Your tasks
**A.** Answer these questions about the post on NoSQL logging and reporting, each answer on its own line and marked to match:
(i) Which version of Apache Cassandra does ECS use, and in what role?
(ii) Who wrote the blog post on the use of Neo4j and Cassandra that got good play on DZone?
(iii) What is kept any time there are events associated with a resource?
**B.** Pick up the post on NoSQL logging and reporting after its last sentence and keep writing it.
Start Selection
Articles tagged nosql reporting

The views expressed in this blog are strictly personal, and do not necessarily represent the views of Evident Software.

By Bill Nigh

NoSQL DB logging and reporting are challenges, for reasons discussed in this post. I recently spoke with Evident Software veteran Don Jeffery (@drjmun on Twitter) about those challenges and how Evident ClearStone (ECS) addresses NoSQL DB logging and reporting.

Metrics Collection

ECS collection (using JMX and ODI, our RESTful API over HTTP) creates Neo4j graph nodes from harvested and derived data in the form of resource metrics, resources, relationships and events. A unique identifier is generated for each Neo4j graph node, regardless of type. This identifier can be used to retrieve information from Apache Cassandra 0.7, which we employ as a time-series database, thus supporting current and historical performance monitoring visualizations within customizable perspectives. This product design allows ECS to chart performance metrics and display events such as threshold violations. (A nice writeup of our use of Neo4j and Cassandra was done in a blog post by our CTO, Ivan Ho, and got good play on DZone).

In ClearStone, a Neo4j node represents an instance of any entity we choose to track. The Neo4j node may have attributes that relate to, say, a host, such as an IP address, or data that somehow through heuristics lets us calculate how many processors may be on a piece of hardware. Other resources, possibly from other technologies, may also have information that helps us confirm that new host entity, create an instance of it, and populate it opportunistically as more information comes in. The incredibly free form nature of nodes stored in Neo4j makes this an easy capability to support.

Any time there are events associated with a resource, we keep a timeline of such events married to a snapshot of the associated resource(s) in the inventory at the time of the event occurrence.
End Selection
Start Dataset content
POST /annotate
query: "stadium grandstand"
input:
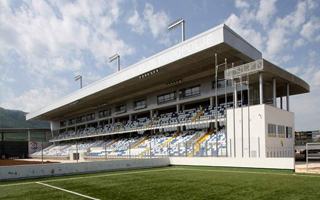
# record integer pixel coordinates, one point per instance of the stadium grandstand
(213, 95)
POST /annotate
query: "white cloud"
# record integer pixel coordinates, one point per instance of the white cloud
(266, 11)
(45, 41)
(32, 99)
(311, 30)
(240, 26)
(154, 21)
(299, 43)
(157, 21)
(136, 22)
(242, 4)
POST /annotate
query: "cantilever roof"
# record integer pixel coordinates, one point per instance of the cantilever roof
(221, 34)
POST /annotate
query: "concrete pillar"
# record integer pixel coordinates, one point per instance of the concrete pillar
(235, 94)
(151, 114)
(288, 94)
(274, 92)
(178, 108)
(211, 101)
(261, 88)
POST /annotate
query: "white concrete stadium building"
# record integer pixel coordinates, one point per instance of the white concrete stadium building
(212, 95)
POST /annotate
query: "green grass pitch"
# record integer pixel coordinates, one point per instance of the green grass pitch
(170, 183)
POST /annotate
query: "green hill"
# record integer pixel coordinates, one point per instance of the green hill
(17, 119)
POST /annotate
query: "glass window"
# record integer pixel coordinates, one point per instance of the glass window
(281, 131)
(90, 117)
(140, 104)
(272, 130)
(288, 132)
(189, 92)
(104, 113)
(121, 109)
(164, 98)
(63, 123)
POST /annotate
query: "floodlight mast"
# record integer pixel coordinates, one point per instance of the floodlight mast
(79, 77)
(177, 23)
(115, 57)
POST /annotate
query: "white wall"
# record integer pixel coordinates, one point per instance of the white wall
(271, 163)
(260, 144)
(244, 140)
(276, 146)
(28, 171)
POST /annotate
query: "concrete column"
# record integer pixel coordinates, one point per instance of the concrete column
(211, 101)
(235, 94)
(288, 94)
(29, 136)
(261, 88)
(274, 92)
(151, 114)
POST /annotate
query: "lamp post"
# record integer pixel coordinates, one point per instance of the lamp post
(115, 57)
(79, 77)
(177, 23)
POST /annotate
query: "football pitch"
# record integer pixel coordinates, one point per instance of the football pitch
(172, 183)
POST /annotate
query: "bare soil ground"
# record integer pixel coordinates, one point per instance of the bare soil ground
(20, 162)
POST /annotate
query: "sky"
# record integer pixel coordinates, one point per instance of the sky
(45, 44)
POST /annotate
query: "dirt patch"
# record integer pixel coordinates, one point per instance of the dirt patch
(21, 162)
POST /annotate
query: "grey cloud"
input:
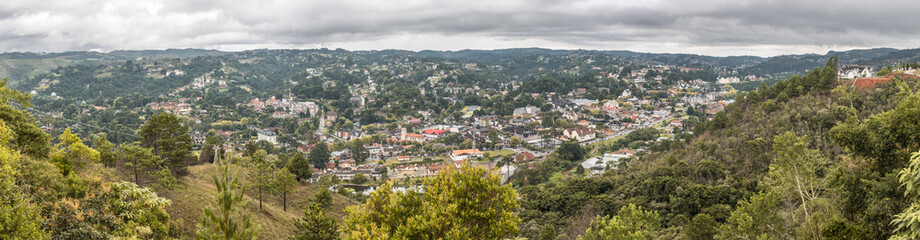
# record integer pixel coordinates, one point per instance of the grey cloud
(142, 24)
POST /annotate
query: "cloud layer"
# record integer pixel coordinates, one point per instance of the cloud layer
(715, 27)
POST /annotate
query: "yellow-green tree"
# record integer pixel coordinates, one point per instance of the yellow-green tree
(284, 184)
(464, 203)
(794, 173)
(908, 221)
(315, 225)
(18, 216)
(70, 154)
(225, 223)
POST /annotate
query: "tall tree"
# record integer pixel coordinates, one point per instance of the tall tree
(19, 217)
(106, 150)
(319, 155)
(71, 154)
(285, 182)
(908, 221)
(300, 167)
(262, 174)
(224, 223)
(169, 139)
(140, 160)
(28, 139)
(631, 222)
(794, 171)
(316, 225)
(465, 203)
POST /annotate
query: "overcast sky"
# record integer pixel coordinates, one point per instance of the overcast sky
(711, 27)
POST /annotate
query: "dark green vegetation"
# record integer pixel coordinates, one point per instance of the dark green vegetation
(803, 159)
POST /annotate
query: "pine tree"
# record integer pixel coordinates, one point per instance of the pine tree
(224, 223)
(285, 182)
(315, 225)
(319, 155)
(300, 167)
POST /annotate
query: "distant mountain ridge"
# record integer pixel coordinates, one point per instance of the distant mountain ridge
(17, 65)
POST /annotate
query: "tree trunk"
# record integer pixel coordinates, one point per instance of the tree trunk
(136, 182)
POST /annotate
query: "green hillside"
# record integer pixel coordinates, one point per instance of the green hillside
(848, 144)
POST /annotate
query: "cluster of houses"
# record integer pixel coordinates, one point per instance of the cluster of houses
(286, 107)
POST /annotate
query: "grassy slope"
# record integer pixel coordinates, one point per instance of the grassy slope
(29, 67)
(197, 191)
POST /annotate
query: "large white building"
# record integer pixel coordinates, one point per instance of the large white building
(854, 71)
(265, 135)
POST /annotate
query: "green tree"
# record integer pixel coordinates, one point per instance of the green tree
(571, 151)
(703, 226)
(756, 218)
(631, 222)
(106, 150)
(27, 138)
(315, 225)
(71, 154)
(319, 155)
(140, 160)
(225, 223)
(300, 167)
(169, 139)
(465, 203)
(285, 182)
(323, 198)
(908, 221)
(794, 171)
(19, 218)
(548, 232)
(110, 211)
(262, 175)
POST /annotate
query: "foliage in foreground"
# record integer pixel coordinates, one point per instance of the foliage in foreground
(465, 203)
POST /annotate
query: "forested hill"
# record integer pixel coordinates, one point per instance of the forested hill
(19, 66)
(808, 158)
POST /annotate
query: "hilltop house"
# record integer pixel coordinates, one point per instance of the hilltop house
(854, 71)
(460, 155)
(579, 134)
(265, 135)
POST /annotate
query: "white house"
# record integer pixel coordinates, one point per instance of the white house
(460, 155)
(854, 71)
(579, 134)
(265, 135)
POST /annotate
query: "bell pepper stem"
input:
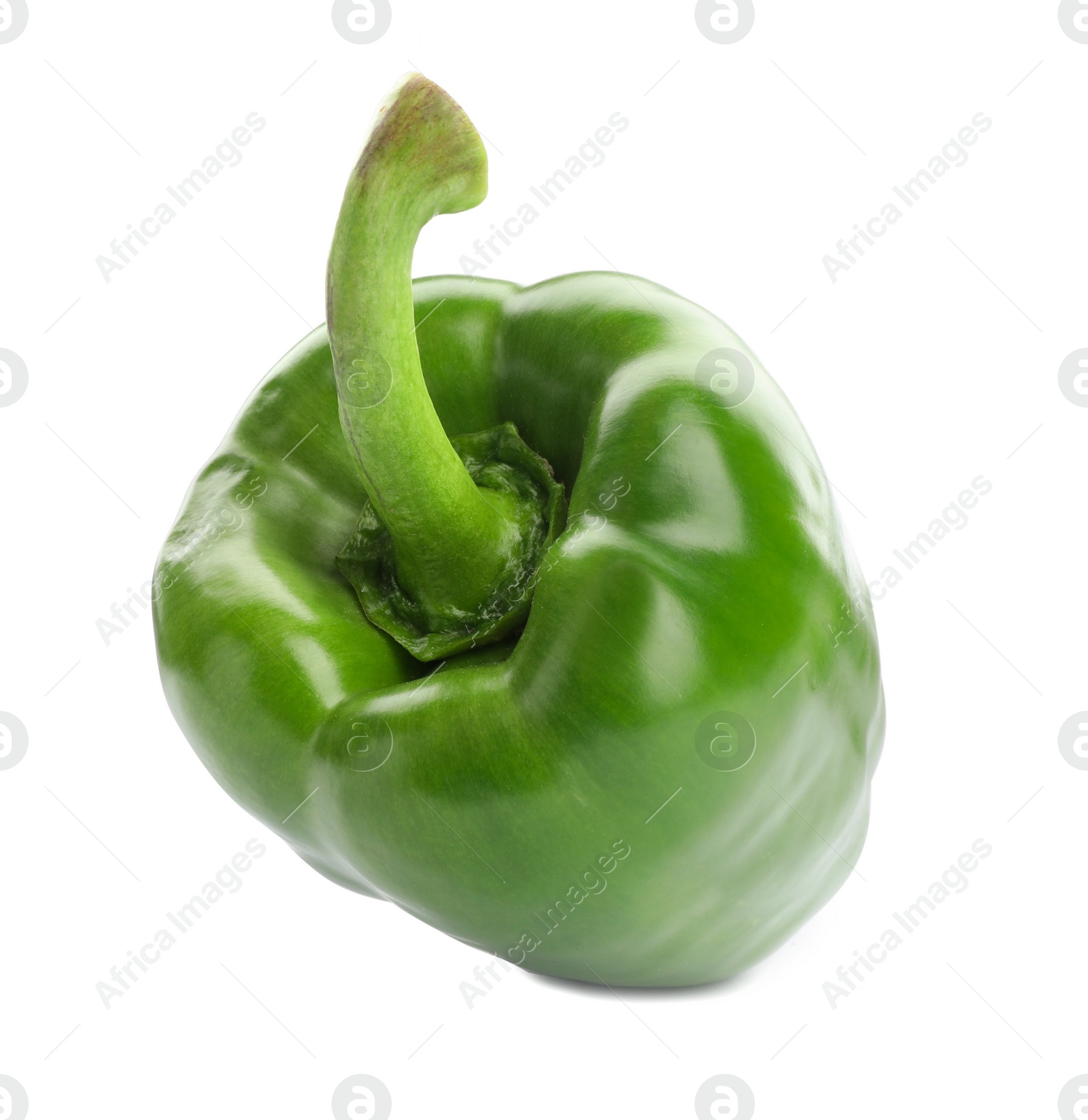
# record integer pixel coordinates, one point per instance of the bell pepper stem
(451, 541)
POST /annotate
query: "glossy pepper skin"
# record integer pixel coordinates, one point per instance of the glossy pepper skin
(668, 770)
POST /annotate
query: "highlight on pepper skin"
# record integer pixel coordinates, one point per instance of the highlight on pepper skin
(527, 609)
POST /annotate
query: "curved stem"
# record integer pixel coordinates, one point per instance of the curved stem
(423, 157)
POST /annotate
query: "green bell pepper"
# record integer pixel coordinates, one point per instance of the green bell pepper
(630, 744)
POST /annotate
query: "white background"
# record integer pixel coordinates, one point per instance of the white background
(927, 364)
End Dataset content
Answers by task
**A.**
(i) Apache Cassandra 0.7, used as a time-series database.
(ii) Ivan Ho, the CTO.
(iii) A timeline of those events, married to a snapshot of the associated resource(s) in the inventory at the time the event occurred.

**B.**
Challenges

In the realm of NoSQL logging and reporting, consider the problems involved in monitoring a dynamic distributed environment with tools that are usually specific to a single technology. As Don put it, “what we need to understand is that the virtual and physical resources these products run on often overlap. At the very least there are server farms and networks that are shared”. NoSQL logging and reporting tools need to be able to identify patterns and relationships. They need an “elastic cross-technology solution that gets information on how [the technologies] impinge on one another in a common fabric”.

Another issue: in an environment where nodes are coming and going, a monitoring tool has to keep track of which nodes are current and which are not. As Don said “If we don’t get a report from a node, does that mean it’s just offline, or it has a problem? We also have to know at any given time in the history of our collection what nodes are available. Sampling a number of times helps you get a picture”. Sufficient samples over time can help ascertain whether a node’s state fluctuates a lot, with the caveat that maybe one can never be completely certain of even that. Maybe one rule could be that if a node is always ‘on’, and we get no reports on it for a [fill in the time frame], then we can conclude it has a problem; I think you see the challenge here.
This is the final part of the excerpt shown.